▶ **MATERIAL SHOWN**
__________
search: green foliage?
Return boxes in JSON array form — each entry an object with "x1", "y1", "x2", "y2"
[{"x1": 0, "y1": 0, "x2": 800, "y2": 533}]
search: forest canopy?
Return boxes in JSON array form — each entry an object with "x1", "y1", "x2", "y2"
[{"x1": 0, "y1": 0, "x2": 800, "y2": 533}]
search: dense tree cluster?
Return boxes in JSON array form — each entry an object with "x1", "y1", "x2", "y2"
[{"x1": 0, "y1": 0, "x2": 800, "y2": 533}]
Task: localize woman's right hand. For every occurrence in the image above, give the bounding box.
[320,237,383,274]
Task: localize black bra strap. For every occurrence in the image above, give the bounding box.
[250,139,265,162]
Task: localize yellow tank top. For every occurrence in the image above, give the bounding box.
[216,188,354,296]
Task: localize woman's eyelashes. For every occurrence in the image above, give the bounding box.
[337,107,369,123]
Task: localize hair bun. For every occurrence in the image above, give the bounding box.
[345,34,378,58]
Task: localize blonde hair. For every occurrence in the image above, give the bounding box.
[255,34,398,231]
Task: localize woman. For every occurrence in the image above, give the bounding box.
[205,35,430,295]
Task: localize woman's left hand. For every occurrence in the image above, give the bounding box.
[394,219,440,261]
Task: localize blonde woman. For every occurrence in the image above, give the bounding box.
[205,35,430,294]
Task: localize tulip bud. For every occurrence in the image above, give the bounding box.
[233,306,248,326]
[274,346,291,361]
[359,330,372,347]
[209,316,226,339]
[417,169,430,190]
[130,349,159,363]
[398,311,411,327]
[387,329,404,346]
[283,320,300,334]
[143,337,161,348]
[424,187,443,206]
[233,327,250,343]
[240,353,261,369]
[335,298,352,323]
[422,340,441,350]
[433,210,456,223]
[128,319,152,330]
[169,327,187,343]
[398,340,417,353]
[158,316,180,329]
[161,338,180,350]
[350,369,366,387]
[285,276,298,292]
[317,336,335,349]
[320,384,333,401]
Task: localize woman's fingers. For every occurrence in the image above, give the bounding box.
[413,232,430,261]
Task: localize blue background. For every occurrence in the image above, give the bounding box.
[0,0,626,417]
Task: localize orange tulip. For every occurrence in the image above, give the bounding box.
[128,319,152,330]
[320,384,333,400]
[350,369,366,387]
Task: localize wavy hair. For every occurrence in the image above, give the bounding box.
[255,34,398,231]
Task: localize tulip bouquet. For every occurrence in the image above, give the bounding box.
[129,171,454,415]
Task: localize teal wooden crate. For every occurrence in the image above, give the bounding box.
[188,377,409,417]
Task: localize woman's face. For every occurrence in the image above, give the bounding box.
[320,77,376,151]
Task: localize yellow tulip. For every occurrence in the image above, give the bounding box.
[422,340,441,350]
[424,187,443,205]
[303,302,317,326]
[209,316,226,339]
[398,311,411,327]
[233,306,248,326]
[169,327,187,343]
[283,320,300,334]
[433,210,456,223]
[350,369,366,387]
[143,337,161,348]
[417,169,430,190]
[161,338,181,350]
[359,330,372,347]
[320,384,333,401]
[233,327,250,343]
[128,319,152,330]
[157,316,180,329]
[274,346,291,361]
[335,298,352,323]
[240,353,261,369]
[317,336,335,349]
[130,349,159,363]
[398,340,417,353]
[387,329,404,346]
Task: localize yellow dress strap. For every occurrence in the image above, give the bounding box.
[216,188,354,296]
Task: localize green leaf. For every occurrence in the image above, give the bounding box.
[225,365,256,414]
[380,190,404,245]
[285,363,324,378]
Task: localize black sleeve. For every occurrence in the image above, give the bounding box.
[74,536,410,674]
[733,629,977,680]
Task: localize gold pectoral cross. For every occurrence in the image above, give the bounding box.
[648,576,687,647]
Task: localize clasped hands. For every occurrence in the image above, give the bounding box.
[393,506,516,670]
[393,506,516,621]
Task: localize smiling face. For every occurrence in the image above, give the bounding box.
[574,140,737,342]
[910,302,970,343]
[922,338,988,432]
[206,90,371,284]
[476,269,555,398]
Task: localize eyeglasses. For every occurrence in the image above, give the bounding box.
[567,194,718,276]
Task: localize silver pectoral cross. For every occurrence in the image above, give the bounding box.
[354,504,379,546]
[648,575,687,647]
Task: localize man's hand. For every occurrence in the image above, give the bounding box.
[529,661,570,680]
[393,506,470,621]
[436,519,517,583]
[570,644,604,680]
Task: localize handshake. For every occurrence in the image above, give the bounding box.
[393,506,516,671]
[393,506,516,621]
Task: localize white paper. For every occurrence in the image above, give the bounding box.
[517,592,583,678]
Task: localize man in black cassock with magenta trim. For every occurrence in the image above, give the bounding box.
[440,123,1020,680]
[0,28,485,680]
__________
▶ **PROBLEM DESCRIPTION**
Rewrite the material above, starting at its first line and ending at the line containing "[250,139,265,162]", with "forest canopy" changed to "woodland canopy" and every other part left as it is.

▶ **RESULT**
search: green foliage?
Return boxes in JSON array form — each entry an object with "x1", "y1", "x2", "y2"
[{"x1": 0, "y1": 0, "x2": 800, "y2": 533}]
search: woodland canopy?
Return boxes in JSON array form — each entry an object with "x1", "y1", "x2", "y2"
[{"x1": 0, "y1": 0, "x2": 800, "y2": 533}]
search: dense tree cluster?
Return boxes in JSON array form — each entry an object with "x1", "y1", "x2", "y2"
[{"x1": 0, "y1": 0, "x2": 800, "y2": 533}]
Task: localize woman's right hand. For every occurrence in the image above, give the bounding box.
[320,237,383,274]
Task: localize black bra strap. For every occurrence in the image above, give the bounding box.
[250,139,265,162]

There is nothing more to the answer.